Archive for August, 2012

EMC Introduces New Mainframe VTL

Competition suddenly is heating up at the top of the mainframe storage world. EMC introduced the high end DLm8000, the latest in its family of VTL products. This one is aimed for large enterprise mainframe environments and promises to ensure consistency of data at both production and recovery sites and provide the shortest possible RPO and RTO for critical recovery operations.

It is built around EMC VMAX enterprise storage and its SRDF replication and relies on synchronous replication to ensure immediate data consistency between the primary and target storage by writing the data simultaneously at each. Synchronous replication addresses the potential problem latency mismatch that occurs with the usual asynchronous replication, where a lag between writes to the primary and to the backup target storage can result in inconsistent data.

Usually this mismatch exists for a brief period. EMC suggests the issue, especially for large banks and financial firms—its key set of mainframe target customers—is much more serious. Large financial organizations with high transaction volume, EMC notes, have historically faced recovery challenges because their mainframe tape and DASD data at production and secondary sites were never fully in synch.  As such, recovery procedures often slowed until the differences between the two data sets were resolved, which slowed the resulting failover.  This indeed may be a real issue but for only a small number of companies, specifically those that need an RTO and RPO of just about zero.

EMC used the introduction of the DLm8000 to beat up tape backup in general. Physical tape transportation by third party records management companies, EMC notes, hinders recovery efforts by reducing what it refers to as the granularity of RPOs while dramatically increasing the RTO.  In addition, periodic lack of tape drive availability for batch processing and for archive and backup applications can impair SLAs, further increasing the risks and business impact associated with unplanned service interruptions. That has been long recognized, but remember EMC is a company that sells disk, not tape storage, and ran a Tape Sucks campaign after its purchase of Data Domain. What would you expect them to say?

## Problems to solve
1. According to the post on EMC's DLm8000, what kind of replication does the product rely on to keep data consistent between the primary and target storage?
2. Pick up the post on EMC's DLm8000 after its final sentence and carry it forward.

## Data records
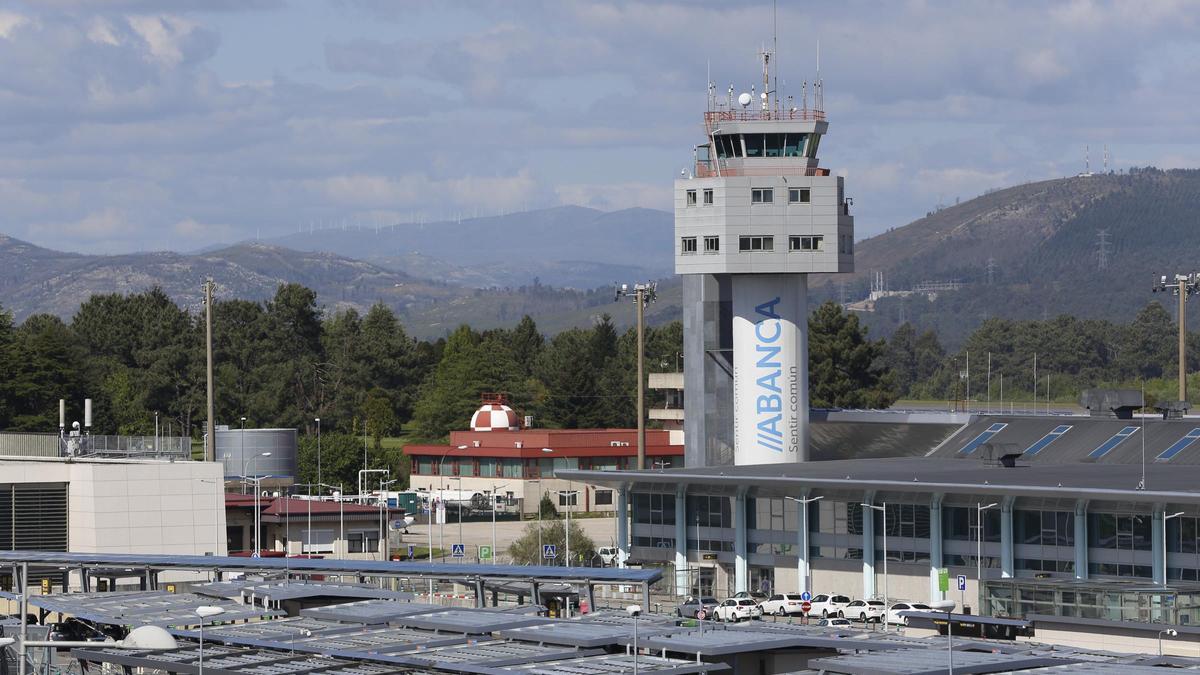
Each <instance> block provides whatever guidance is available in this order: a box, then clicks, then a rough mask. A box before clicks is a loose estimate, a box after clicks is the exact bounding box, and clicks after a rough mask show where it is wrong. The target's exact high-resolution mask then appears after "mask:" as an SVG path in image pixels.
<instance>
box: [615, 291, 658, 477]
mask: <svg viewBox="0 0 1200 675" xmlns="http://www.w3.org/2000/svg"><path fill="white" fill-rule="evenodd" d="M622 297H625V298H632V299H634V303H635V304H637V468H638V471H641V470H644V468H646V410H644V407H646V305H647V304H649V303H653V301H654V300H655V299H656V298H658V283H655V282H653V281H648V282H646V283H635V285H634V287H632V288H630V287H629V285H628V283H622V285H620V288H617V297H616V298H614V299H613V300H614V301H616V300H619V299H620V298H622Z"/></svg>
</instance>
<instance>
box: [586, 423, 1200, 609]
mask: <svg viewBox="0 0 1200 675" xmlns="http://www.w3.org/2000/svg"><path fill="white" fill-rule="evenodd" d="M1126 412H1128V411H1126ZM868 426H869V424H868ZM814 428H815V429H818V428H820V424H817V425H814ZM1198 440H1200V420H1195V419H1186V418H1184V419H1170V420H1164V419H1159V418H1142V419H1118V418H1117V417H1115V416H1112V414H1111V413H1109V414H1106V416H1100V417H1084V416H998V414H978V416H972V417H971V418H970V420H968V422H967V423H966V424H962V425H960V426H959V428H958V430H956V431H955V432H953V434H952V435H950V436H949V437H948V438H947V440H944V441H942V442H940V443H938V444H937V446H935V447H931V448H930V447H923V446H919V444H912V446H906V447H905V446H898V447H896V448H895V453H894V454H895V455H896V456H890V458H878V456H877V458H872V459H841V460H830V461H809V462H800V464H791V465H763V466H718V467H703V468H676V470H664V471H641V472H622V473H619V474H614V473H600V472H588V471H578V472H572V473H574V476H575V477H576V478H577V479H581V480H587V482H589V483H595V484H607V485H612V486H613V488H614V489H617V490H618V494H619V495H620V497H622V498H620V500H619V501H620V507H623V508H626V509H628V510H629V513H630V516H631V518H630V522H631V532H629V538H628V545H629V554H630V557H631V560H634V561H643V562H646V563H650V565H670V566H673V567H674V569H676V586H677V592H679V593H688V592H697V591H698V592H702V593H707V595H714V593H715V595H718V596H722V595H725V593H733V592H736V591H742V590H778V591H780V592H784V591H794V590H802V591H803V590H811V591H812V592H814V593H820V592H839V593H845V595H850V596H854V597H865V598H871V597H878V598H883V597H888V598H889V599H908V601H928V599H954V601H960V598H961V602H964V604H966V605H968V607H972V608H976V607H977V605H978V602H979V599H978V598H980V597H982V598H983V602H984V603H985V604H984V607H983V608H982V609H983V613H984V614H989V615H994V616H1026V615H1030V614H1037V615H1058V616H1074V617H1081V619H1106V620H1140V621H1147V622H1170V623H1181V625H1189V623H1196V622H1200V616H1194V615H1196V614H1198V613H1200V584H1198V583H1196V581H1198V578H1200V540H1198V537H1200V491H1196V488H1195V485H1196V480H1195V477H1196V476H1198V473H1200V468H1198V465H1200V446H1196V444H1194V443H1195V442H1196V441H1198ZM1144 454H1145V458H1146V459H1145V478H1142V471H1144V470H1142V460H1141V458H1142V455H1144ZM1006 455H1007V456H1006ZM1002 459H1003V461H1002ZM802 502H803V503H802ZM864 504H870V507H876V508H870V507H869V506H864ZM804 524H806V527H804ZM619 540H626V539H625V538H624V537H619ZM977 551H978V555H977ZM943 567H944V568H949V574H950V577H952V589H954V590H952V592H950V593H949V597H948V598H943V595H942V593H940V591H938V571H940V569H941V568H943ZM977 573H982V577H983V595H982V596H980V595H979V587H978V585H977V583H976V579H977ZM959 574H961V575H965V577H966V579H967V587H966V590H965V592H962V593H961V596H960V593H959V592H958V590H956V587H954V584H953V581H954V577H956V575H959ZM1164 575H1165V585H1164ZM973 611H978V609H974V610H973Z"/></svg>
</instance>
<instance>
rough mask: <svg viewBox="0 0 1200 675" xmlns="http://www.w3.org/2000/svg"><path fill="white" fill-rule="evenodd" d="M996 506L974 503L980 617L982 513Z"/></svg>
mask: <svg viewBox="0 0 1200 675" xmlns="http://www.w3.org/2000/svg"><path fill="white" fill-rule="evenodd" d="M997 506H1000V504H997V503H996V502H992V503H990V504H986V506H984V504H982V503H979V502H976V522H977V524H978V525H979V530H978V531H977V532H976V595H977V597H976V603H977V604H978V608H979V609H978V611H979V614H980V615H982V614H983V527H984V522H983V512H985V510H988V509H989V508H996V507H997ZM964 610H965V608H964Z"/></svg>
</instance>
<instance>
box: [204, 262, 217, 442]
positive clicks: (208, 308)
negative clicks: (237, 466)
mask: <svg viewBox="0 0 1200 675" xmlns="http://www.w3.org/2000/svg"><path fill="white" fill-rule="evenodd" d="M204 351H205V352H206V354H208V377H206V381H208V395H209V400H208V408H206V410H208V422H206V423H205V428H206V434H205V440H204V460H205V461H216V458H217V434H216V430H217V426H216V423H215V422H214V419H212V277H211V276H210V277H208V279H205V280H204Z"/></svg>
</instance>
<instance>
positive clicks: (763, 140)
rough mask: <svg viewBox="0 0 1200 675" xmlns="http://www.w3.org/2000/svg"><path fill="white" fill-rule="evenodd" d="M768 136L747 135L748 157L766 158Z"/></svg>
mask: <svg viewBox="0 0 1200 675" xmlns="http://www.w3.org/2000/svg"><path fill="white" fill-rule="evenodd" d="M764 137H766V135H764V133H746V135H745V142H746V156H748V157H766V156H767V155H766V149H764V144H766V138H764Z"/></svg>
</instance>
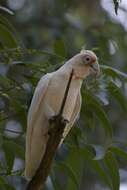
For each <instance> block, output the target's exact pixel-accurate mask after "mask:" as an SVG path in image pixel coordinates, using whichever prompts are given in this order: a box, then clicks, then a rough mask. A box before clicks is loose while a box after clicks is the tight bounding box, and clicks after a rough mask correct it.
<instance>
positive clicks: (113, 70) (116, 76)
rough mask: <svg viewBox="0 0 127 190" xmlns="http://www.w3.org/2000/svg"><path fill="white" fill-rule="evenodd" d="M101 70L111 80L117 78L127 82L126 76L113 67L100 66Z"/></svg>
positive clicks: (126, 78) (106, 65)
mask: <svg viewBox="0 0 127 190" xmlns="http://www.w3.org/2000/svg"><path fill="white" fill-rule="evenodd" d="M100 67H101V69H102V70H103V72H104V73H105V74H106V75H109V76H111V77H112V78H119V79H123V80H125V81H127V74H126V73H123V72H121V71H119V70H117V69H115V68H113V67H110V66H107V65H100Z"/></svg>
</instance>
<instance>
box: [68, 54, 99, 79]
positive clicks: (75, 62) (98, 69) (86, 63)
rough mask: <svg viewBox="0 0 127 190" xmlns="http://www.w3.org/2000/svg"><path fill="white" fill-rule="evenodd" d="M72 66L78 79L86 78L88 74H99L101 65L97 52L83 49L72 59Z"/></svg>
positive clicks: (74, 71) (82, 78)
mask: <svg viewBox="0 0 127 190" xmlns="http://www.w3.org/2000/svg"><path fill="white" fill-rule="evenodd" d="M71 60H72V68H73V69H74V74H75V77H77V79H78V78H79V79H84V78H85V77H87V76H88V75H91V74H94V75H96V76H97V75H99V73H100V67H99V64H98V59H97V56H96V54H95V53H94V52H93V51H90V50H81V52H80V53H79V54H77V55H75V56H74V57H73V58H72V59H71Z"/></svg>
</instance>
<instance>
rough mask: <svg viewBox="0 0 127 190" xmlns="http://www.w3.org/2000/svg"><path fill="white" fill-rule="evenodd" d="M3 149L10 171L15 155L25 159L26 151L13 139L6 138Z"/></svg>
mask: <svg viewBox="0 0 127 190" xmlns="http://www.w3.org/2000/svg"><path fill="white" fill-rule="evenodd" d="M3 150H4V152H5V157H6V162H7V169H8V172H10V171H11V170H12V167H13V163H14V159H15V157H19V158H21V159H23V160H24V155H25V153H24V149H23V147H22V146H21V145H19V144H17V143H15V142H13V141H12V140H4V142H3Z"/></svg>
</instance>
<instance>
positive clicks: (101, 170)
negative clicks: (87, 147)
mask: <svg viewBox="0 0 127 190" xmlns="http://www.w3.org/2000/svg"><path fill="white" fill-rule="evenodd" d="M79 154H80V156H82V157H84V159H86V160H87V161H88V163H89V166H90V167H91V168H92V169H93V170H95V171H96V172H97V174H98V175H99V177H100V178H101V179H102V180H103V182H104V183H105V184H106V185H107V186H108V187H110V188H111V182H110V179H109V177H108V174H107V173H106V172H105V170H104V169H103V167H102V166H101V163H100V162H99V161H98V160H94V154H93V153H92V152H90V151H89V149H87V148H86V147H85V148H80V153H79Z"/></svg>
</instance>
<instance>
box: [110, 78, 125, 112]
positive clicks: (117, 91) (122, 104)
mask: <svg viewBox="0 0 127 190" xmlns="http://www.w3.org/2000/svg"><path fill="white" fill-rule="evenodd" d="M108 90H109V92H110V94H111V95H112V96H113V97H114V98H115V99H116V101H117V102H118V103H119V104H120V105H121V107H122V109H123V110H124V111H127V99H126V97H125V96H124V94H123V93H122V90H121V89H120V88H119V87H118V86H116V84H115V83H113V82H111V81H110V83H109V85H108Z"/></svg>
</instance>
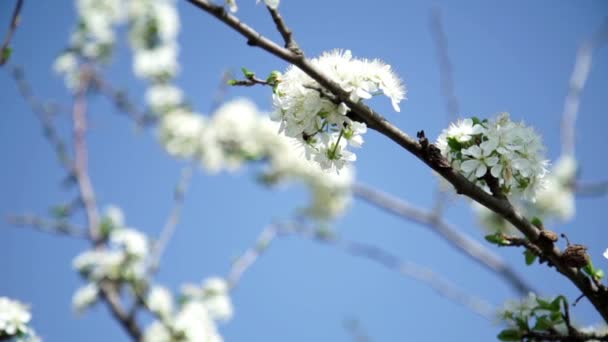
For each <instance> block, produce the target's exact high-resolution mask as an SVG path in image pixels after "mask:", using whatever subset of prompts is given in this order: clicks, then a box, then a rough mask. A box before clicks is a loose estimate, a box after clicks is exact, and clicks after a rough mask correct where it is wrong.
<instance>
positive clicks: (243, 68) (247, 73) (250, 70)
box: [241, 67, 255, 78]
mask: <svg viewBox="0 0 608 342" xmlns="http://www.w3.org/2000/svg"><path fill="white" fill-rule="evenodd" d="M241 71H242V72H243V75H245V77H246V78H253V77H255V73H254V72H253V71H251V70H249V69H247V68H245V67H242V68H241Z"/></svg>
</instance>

## Answers by task
1. Synchronous replication, which writes the data simultaneously to the primary and the target storage.

2.
The DLm8000 delivers throughput of up to 2.7 GB/s, which it claims is 2.5x the performance of its nearest competitor. BottomlineIT can’t validate that claim, but EMC does have a novel approach to generating the throughput. The DLm8000 is packed with eight Bus-Tech engines (acquired in its acquisition of Bus-Tech in Nov. 2010) and it assigns two FICON connections to each engine for a total of 16 FICON ports cranking up the throughput. No surprise it can aggregate that level of throughput.

EMC has not announced pricing for the DLm8000. The device, however, is the top of its VTL lineup and VMAX enterprise storage tops its storage line. With high throughput and synchronous replication, this product isn’t going to be cheap. However, if you need near zero RPO and RTO then you have only a few choices.

Foremost among those choices should be the IBM TS7700 family, particularly the 7740 and the 7720. Both of these systems provide VTL connectivity. The TS7700 avoids the latency mismatch issue by using a buffer to get the most optimal write performance and then periodically synch primary and target data. “Synchronous as EMC does it for VTL is overkill,” says an IBM tape manager. The EMC approach essentially ignores the way mainframe tape has been optimized.

Among the other choices are the Oracle Virtual Storage Manager and Virtual Library Extension. Oracle uses StorageTek tape systems. The Oracle approach promises to improve tape drive operating efficiencies and lower TCO by optimizing tape drive and library resources through a disk-based virtual tape architecture. HDS also has a mainframe tape backup and VTL product that uses Luminex technology.

EMC is a disk storage company and its DLm8000 demonstrates that. When it comes to backup, however, mainframe shops are not completely averse to tape. Disk-oriented VTL has some advantages but don’t expect mainframe shops to completely abandon tape.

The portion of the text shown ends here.